==== Exercise data

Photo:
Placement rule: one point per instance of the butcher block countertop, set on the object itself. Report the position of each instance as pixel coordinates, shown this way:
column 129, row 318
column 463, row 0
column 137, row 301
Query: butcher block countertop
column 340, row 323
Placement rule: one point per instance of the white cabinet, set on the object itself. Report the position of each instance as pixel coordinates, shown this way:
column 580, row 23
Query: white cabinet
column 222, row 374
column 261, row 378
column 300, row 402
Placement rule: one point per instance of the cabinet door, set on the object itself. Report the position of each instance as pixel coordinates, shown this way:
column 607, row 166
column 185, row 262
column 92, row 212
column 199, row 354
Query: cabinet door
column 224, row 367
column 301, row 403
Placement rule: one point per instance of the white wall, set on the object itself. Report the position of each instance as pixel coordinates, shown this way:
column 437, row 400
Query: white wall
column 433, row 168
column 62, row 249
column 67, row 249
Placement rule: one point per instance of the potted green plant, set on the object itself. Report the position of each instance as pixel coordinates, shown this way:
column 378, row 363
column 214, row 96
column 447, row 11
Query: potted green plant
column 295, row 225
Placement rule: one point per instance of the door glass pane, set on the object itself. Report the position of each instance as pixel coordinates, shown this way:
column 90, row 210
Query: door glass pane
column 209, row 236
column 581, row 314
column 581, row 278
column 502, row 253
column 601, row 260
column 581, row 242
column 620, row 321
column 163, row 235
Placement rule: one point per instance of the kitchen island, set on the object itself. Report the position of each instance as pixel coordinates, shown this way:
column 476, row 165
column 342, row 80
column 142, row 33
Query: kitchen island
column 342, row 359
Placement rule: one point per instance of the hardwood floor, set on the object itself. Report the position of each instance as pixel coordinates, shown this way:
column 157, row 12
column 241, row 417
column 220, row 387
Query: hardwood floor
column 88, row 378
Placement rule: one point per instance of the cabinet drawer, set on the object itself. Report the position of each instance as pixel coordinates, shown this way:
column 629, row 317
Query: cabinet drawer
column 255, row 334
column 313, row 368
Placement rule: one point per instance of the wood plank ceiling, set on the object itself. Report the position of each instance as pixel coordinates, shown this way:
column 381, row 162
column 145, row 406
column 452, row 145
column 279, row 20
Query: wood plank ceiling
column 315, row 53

========

Exercise prompt » Every line of the data above is to be copied out exactly.

Exercise answer »
Photo:
Placement rule: one point per instance of the butcher block countertop, set on the object itself. Report the position of each instance as pixel coordinates, shown this way:
column 129, row 318
column 463, row 0
column 137, row 301
Query: butcher block countertop
column 340, row 323
Placement rule: one point per instance of the white cabinet, set on the object itself. Report the position of each instance as pixel coordinates, shown this way:
column 580, row 23
Query: white cabinet
column 222, row 374
column 261, row 378
column 300, row 402
Placement rule: one point per instance of the cabinet door, set on the object itself. Report the position of each instance as pixel coordinates, shown this way:
column 607, row 166
column 185, row 262
column 92, row 212
column 199, row 354
Query: cabinet door
column 224, row 367
column 301, row 403
Placement rule: one point per instance of the white wall, set on the object itself. Report the position of each instance as pixel coordinates, shown this way:
column 437, row 400
Query: white wall
column 433, row 168
column 62, row 249
column 67, row 249
Placement rule: one point per instance of the potted green plant, set on the object itself. Report the position of each instance as pixel coordinates, shown this way:
column 378, row 363
column 214, row 96
column 447, row 11
Query: potted green plant
column 295, row 225
Placement rule: one point per instance of the door glass pane, set on the object itself. Report the position of each instance as pixel coordinates, shown this way:
column 90, row 210
Query: door glass pane
column 209, row 236
column 581, row 314
column 581, row 278
column 502, row 253
column 601, row 260
column 581, row 242
column 620, row 321
column 163, row 235
Placement rule: one point per instance of the kitchen island, set on the object itself. Report the position of each instance as pixel coordinates, shown this way:
column 476, row 165
column 342, row 80
column 142, row 33
Query: kitchen island
column 342, row 359
Placement rule: one point per instance of the hardwood floor, set on the object itself. Report the position of each instance as pixel coordinates, shown this way:
column 157, row 12
column 241, row 417
column 220, row 387
Query: hardwood floor
column 88, row 378
Placement rule: one point per instance of the cabinet drawer, set on the object itself. Report the position of each instance as pixel coordinates, shown this way:
column 629, row 317
Query: cabinet drawer
column 255, row 334
column 313, row 368
Placement rule: one point per instance of the wood plank ceiling, set on the object itself. Report the position of each instance as pixel coordinates, shown this way:
column 381, row 162
column 145, row 406
column 452, row 145
column 279, row 20
Query: wood plank ceiling
column 315, row 53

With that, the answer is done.